**STATED GOAL:**
Copy out the rows between the line holding "Locate the plant" and the end of the rows, inclusive, and no others. Leave the requests as they are, and scale every x and y coordinate in the answers by 0.65, rounding to whole numbers with halves rounded up.

**SUPPLIED DATA:**
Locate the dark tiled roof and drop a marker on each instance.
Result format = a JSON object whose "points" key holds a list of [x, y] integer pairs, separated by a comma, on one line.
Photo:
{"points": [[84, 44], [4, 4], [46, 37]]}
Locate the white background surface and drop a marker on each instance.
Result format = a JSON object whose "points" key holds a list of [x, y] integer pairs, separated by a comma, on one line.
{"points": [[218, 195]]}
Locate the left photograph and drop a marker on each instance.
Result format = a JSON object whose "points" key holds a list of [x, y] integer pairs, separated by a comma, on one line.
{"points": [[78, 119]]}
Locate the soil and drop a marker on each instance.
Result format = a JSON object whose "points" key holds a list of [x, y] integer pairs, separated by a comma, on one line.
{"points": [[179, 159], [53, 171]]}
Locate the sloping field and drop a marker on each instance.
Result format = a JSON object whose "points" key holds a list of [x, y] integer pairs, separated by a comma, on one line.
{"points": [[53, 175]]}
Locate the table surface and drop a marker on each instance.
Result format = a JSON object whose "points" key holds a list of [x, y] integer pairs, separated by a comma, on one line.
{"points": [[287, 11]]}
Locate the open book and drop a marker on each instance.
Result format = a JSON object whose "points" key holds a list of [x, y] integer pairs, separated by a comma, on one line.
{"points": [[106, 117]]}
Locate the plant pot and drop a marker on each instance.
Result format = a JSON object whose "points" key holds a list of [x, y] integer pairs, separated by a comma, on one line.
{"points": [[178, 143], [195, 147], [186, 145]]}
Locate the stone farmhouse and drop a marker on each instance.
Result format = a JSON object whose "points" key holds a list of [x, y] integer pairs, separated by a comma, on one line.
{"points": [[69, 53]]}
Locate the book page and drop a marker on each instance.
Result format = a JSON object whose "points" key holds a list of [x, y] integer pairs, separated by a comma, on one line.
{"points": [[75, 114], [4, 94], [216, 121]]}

**EXERCISE SOLUTION:**
Locate the plant pot and drop a marker on each instance.
Result format = a JSON object whose "points" key holds a list of [x, y] integer pairs, separated by a comma, on one line.
{"points": [[116, 93], [127, 96], [121, 94]]}
Locate the stone farmhouse and drop a marker on each instance.
Result format = a JSON object whose "points" key holds a list of [x, y] integer pairs, separated by a comma, on one line.
{"points": [[45, 34]]}
Locate the book page and drop a marker on each instance.
Result format = a JSON object whose "points" key holds a list of [x, y] integer pairs, separated by a comma, on one line.
{"points": [[49, 74], [3, 61], [140, 79]]}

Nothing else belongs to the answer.